EXERCISE TASK A
Reproduce the stretch of the essay on video stores below from "and I didn't speak out because I didn't make" through "that this morning.".
EXERCISE TASK B
In the essay on video stores below, which movie had been misfiled in the horror section?

SOURCE EXCERPT

"First They Came For The Record Stores"

First they came for the record stores,

and I didn't speak out because I didn't sing and make albums.


Then they came for the newspapers,

and I didn't speak out because I wasn't a journalist.


Then they came for the video stores,

and I didn't speak out because I didn't make movies and release DVDs.


Then they came for the bookstores

and there was no one left to speak out for me.


– (with all apologies to Martin Niemöller)


I live in a world without video stores. I was thinking about that this morning.


I mean, it's not literally true — I do see the occasional Hollywood Video or Blockbuster still hanging on in out-of-the way strip malls like lonely ghosts, usually with forlorn "Clearance Sale" signs in their windows. I usually kind of just — look away, the way you might if you saw someone you used to know holding a cardboard sign asking for spare change.


But it is effectively true. The video stores are gone. They're definitely gone from my social landscape, at least. I used to go to video stores with my friends, half-a-dozen of us or more at a time, browsing the shelves and laughing and bringing each other the things we found — "Oh my God, have you seen this? We have to get this." We'd make serendipitous finds, movies we never would have heard of if we hadn't just randomly tripped across them — like the night we watched "Revengers Tragedy," which had somehow been misfiled in the horror section. We'd talk to strangers sometimes about movies they'd seen and loved, trade recommendations.


We still watch movies, me and my friends. We watch DVDs from Netflix, or watch something they have on Instant Streaming. Other nights, as a desperate measure of last resort, we might pick one of the handful of recent releases available in a Redbox machine.


And you know what? It's just not as much fun.


Now, we do, thank heavens, still have what is arguably the world's best video store right here in Seattle, Scarecrow Video, with its nearly 100,000 films. I do still go there with my friends, although not as often as I might like. Most movie nights, convenience wins out.

ENTRIES

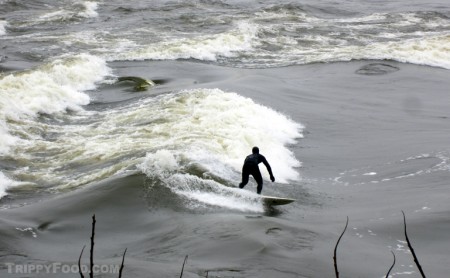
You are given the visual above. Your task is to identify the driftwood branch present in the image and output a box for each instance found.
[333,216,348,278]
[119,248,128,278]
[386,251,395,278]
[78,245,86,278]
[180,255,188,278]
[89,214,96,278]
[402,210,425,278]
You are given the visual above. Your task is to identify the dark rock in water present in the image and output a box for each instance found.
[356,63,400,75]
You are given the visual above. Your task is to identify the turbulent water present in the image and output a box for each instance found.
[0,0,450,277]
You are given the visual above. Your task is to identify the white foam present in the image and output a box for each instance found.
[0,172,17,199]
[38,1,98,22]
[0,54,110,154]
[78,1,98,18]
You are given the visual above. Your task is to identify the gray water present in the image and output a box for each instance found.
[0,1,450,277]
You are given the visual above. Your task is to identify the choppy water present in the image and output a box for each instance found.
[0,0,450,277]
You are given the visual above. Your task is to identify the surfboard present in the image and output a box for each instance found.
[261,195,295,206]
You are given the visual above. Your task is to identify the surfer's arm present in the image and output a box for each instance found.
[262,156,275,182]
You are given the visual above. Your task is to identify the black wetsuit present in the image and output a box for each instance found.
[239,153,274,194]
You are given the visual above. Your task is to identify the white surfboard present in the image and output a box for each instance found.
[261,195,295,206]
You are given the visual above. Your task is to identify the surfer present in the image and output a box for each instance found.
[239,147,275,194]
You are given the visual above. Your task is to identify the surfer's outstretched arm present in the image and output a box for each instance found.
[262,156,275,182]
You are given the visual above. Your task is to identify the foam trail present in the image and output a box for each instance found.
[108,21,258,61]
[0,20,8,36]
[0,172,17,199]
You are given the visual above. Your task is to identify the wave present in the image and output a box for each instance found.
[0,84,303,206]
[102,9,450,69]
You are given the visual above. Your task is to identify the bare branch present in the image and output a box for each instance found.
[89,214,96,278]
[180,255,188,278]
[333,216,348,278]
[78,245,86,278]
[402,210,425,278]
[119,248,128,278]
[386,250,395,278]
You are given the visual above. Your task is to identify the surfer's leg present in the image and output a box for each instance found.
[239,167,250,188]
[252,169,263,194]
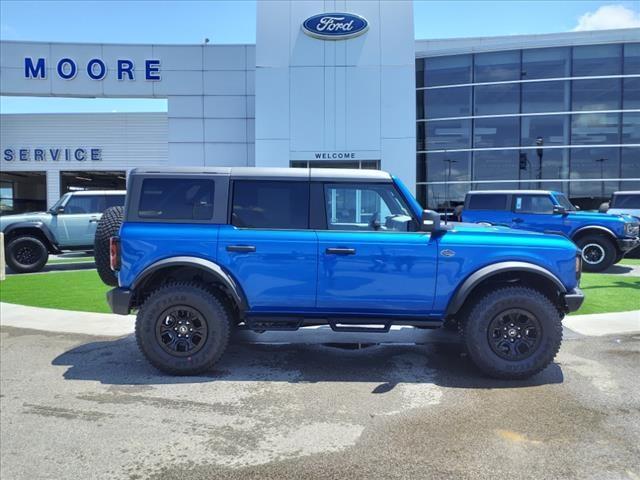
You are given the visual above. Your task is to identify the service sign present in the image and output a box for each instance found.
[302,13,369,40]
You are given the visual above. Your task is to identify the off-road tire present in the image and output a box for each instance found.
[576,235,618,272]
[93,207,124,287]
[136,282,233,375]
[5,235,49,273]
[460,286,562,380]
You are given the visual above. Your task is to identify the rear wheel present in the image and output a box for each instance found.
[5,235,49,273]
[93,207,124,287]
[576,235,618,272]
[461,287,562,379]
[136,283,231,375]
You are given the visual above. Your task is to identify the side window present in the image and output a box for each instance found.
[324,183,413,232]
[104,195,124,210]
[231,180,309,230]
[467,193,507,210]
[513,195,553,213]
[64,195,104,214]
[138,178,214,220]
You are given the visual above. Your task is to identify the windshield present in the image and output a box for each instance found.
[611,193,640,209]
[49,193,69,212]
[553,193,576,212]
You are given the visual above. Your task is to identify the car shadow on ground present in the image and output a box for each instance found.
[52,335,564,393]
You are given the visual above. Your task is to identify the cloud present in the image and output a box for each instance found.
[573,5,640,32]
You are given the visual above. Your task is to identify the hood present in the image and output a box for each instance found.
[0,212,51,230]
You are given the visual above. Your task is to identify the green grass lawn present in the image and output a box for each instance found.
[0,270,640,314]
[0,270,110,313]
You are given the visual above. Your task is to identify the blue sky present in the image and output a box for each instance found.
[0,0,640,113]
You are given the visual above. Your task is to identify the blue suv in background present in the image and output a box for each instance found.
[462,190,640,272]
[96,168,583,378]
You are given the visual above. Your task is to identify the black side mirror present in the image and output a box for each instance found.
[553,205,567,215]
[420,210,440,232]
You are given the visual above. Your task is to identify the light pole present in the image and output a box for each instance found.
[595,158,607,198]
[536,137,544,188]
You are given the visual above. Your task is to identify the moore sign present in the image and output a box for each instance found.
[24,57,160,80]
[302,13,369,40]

OUTPUT A
and I didn't speak out because I didn't make movies and release DVDs.


Then they came for the bookstores

and there was no one left to speak out for me.


– (with all apologies to Martin Niemöller)


I live in a world without video stores. I was thinking about that this morning.

OUTPUT B
"Revengers Tragedy"